## [Page excerpt]

Consider a Donation or a Bequest
What's
going to happen to Grampa's picture album when he is
gone?
Who has any interest in pictures of people and places
that they don't know anything about? Aside from family
pictures, where is the interest in hanging on to old
photographs that bring no memories or make no connections
to the past?
Too
many times in making enquiries about the possibility
of photographs of an old soldier we learn that no one
knows what happened to them. They went somewhere to
be tucked away - and were forgotten and eventually thrown
away. Old treasures becoming useless junk because there
is no longer any personal connection. It happens more
often than most people realize.
Old
photographs are an invaluable records of past events,
changing landscapes, evolving communities and technologies.
To historians and archivists old forgotten photos can
be goldmines - if they have been properly preserved
and identified. Even those that are damaged or faded
with time can be repaired and revived through the new
techniques of digital imagery.

## [Records]

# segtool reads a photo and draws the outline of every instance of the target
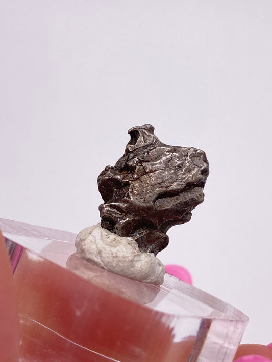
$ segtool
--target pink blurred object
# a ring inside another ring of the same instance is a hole
[[[174,275],[179,279],[181,279],[182,281],[187,283],[188,284],[192,285],[192,277],[189,271],[181,265],[177,264],[170,264],[167,265],[164,265],[165,271],[171,275]]]
[[[257,354],[249,354],[235,359],[234,362],[271,362],[271,360]]]

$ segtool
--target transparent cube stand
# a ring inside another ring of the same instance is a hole
[[[81,260],[76,234],[0,219],[17,295],[20,362],[231,362],[242,313],[166,274],[160,286]]]

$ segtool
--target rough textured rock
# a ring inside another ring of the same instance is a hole
[[[203,151],[165,145],[154,130],[150,124],[131,128],[123,156],[105,168],[98,185],[101,226],[156,255],[168,243],[168,229],[189,221],[203,201],[209,164]]]
[[[163,264],[154,254],[142,253],[132,238],[94,225],[78,234],[76,247],[83,259],[106,270],[145,283],[163,282]]]

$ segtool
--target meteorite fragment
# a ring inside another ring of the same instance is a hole
[[[123,156],[97,181],[101,226],[156,255],[168,243],[168,229],[189,221],[203,201],[209,164],[203,151],[165,145],[154,131],[150,124],[129,130]]]

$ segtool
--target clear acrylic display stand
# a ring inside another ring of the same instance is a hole
[[[17,295],[20,362],[232,362],[241,312],[166,274],[160,286],[100,269],[76,235],[0,219]]]

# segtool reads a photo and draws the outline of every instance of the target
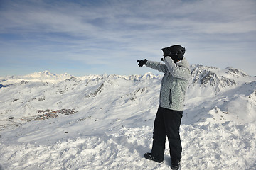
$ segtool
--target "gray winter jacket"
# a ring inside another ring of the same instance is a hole
[[[183,58],[175,64],[170,57],[164,60],[165,64],[147,61],[146,66],[164,72],[161,84],[159,106],[174,110],[183,110],[185,94],[191,79],[189,64]]]

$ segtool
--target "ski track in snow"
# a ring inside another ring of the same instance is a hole
[[[61,79],[46,74],[47,81],[40,73],[0,79],[1,170],[171,169],[168,142],[163,164],[144,158],[151,147],[161,76]],[[181,125],[182,169],[256,169],[256,79],[238,75],[228,76],[235,86],[215,93],[207,84],[189,87]],[[37,110],[61,108],[78,113],[20,120]]]

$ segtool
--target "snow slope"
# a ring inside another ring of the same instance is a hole
[[[256,169],[256,77],[232,67],[191,71],[183,169]],[[0,77],[0,169],[170,169],[167,142],[164,164],[144,158],[161,77]]]

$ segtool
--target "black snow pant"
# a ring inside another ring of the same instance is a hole
[[[173,110],[159,107],[154,124],[152,154],[158,161],[163,161],[166,136],[172,161],[181,159],[181,141],[179,128],[182,110]]]

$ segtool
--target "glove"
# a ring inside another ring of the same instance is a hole
[[[146,65],[147,60],[145,59],[144,60],[137,60],[137,62],[139,62],[138,65],[139,67],[142,67],[143,65]]]
[[[162,51],[164,52],[164,58],[166,56],[170,56],[171,55],[171,51],[169,50],[168,47],[162,48]]]

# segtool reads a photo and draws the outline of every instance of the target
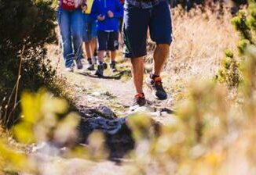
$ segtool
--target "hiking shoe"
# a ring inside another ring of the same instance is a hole
[[[81,59],[75,59],[75,63],[78,70],[82,70],[82,63],[81,61]]]
[[[110,63],[110,69],[112,72],[117,71],[117,69],[115,67],[115,62],[112,62],[112,63]]]
[[[94,69],[94,64],[93,64],[93,63],[89,63],[89,65],[88,65],[88,66],[87,66],[87,70],[95,70],[95,69]]]
[[[148,87],[152,91],[153,96],[159,100],[167,99],[167,94],[164,91],[161,77],[148,78],[146,80]]]
[[[71,66],[70,67],[66,67],[66,71],[71,73],[74,72],[74,66]]]
[[[144,94],[137,94],[133,99],[133,105],[130,107],[131,110],[134,110],[138,107],[144,106],[146,104],[146,99]]]
[[[95,73],[95,75],[98,77],[103,77],[104,66],[103,65],[98,65],[98,68]]]

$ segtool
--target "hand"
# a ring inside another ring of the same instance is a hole
[[[103,21],[105,20],[105,16],[103,15],[99,15],[98,16],[97,16],[97,19],[100,21]]]
[[[110,18],[114,17],[114,13],[110,10],[108,12],[108,17],[110,17]]]
[[[81,5],[82,10],[83,12],[86,12],[86,11],[87,10],[87,4],[84,3]]]

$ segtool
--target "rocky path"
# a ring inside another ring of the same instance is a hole
[[[98,78],[93,75],[94,71],[84,70],[75,70],[74,73],[66,72],[62,66],[57,46],[51,46],[49,50],[49,56],[53,60],[53,66],[57,66],[58,75],[62,80],[65,80],[64,84],[68,84],[64,89],[75,102],[82,116],[79,144],[86,145],[88,136],[93,130],[100,130],[104,133],[109,156],[100,162],[93,162],[81,159],[48,157],[44,155],[44,152],[35,152],[35,156],[39,156],[43,167],[46,167],[43,170],[51,170],[50,173],[42,171],[42,174],[63,174],[58,173],[63,170],[58,170],[59,166],[54,166],[60,162],[63,167],[72,167],[71,170],[65,171],[67,175],[127,174],[127,165],[120,166],[116,163],[122,164],[126,154],[133,150],[136,144],[126,123],[130,115],[137,112],[131,112],[129,108],[134,95],[130,62],[119,59],[119,73],[113,73],[107,70],[106,77]],[[168,100],[155,100],[148,88],[145,87],[144,90],[148,100],[148,105],[139,109],[139,112],[147,113],[148,117],[152,117],[154,127],[173,122],[174,116]]]

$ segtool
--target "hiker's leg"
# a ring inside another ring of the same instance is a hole
[[[110,58],[112,62],[115,61],[115,57],[116,57],[116,51],[111,51],[110,52]]]
[[[64,9],[59,9],[57,19],[61,35],[63,56],[65,62],[65,66],[70,67],[73,63],[74,54],[71,44],[69,12]]]
[[[91,59],[92,58],[92,49],[90,47],[90,41],[85,42],[85,48],[86,48],[87,59]]]
[[[137,93],[143,93],[144,59],[143,57],[131,59],[133,84]]]
[[[92,50],[92,55],[97,51],[97,21],[91,19],[91,41],[90,41],[90,47]]]
[[[78,9],[71,12],[71,34],[75,58],[82,59],[82,35],[84,30],[84,20],[82,9]]]
[[[152,73],[160,76],[163,66],[166,61],[170,52],[170,45],[166,44],[157,45],[154,52],[154,67]]]
[[[98,61],[99,63],[102,63],[104,62],[104,57],[105,51],[108,48],[108,34],[105,31],[98,31]]]
[[[162,27],[159,27],[159,26]],[[154,52],[152,73],[159,76],[163,64],[168,58],[170,45],[172,41],[170,12],[166,2],[162,2],[154,7],[149,28],[151,38],[157,44]]]
[[[124,12],[123,30],[125,56],[131,59],[133,84],[137,93],[143,92],[143,57],[147,55],[149,16],[148,9],[132,7],[126,9]]]
[[[110,59],[112,62],[115,62],[116,50],[119,49],[119,32],[111,32],[108,40],[108,50],[110,51]]]
[[[93,55],[97,50],[97,38],[93,38],[90,41],[90,48],[91,48],[92,55]]]

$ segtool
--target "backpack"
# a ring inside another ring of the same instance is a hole
[[[79,7],[82,0],[60,0],[60,7],[66,10],[74,10]]]

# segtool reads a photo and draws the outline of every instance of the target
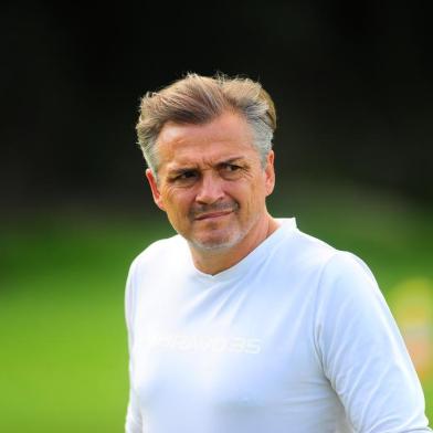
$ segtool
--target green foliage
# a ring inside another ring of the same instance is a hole
[[[360,255],[387,295],[433,279],[431,214],[304,205],[302,230]],[[0,431],[120,432],[128,392],[128,266],[167,223],[40,218],[0,231]],[[433,383],[425,381],[433,416]]]

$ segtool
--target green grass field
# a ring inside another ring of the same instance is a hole
[[[302,230],[360,255],[390,303],[402,283],[433,281],[432,212],[379,201],[361,209],[304,203],[292,213]],[[137,253],[172,233],[160,220],[56,215],[2,223],[1,432],[123,431],[125,278]],[[431,376],[423,387],[433,418]]]

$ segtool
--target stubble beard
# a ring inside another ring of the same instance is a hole
[[[233,213],[239,213],[239,203],[235,203],[235,209],[233,209]],[[222,209],[221,209],[222,210]],[[257,223],[260,219],[260,214],[255,214],[254,218],[249,221],[249,224],[244,228],[239,228],[234,232],[231,231],[231,226],[226,226],[225,230],[228,231],[226,236],[220,236],[220,239],[210,239],[208,241],[200,241],[197,237],[187,239],[188,243],[191,247],[200,252],[207,253],[223,253],[224,251],[229,251],[234,247],[236,244],[242,242],[247,233],[253,229],[253,226]],[[212,229],[209,229],[212,230]],[[218,229],[216,229],[218,230]]]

## [List of tasks]
[A] Copy the stretch of the page on donating old photographs from "Who has any" through "to the past?".
[B] Rewrite the stretch of the entries from their beginning through the line containing "[[[257,354],[249,354],[235,359],[234,362],[271,362],[271,360]]]", changing "outline" to "contour" and leaving everything else unchanged. Omit the pictures from your answer.

## [Solutions to each task]
[A]
Who has any interest in pictures of people and places
that they don't know anything about? Aside from family
pictures, where is the interest in hanging on to old
photographs that bring no memories or make no connections
to the past?

[B]
# segtool reads a photo and draws the contour of every instance of the target
$ segtool
--target pink blurred object
# a ring inside another ring of the same instance is a hole
[[[174,275],[179,279],[181,279],[182,281],[187,283],[188,284],[192,285],[192,277],[189,271],[181,265],[177,264],[170,264],[167,265],[164,265],[165,271],[171,275]]]
[[[257,354],[249,354],[235,359],[234,362],[271,362],[271,360]]]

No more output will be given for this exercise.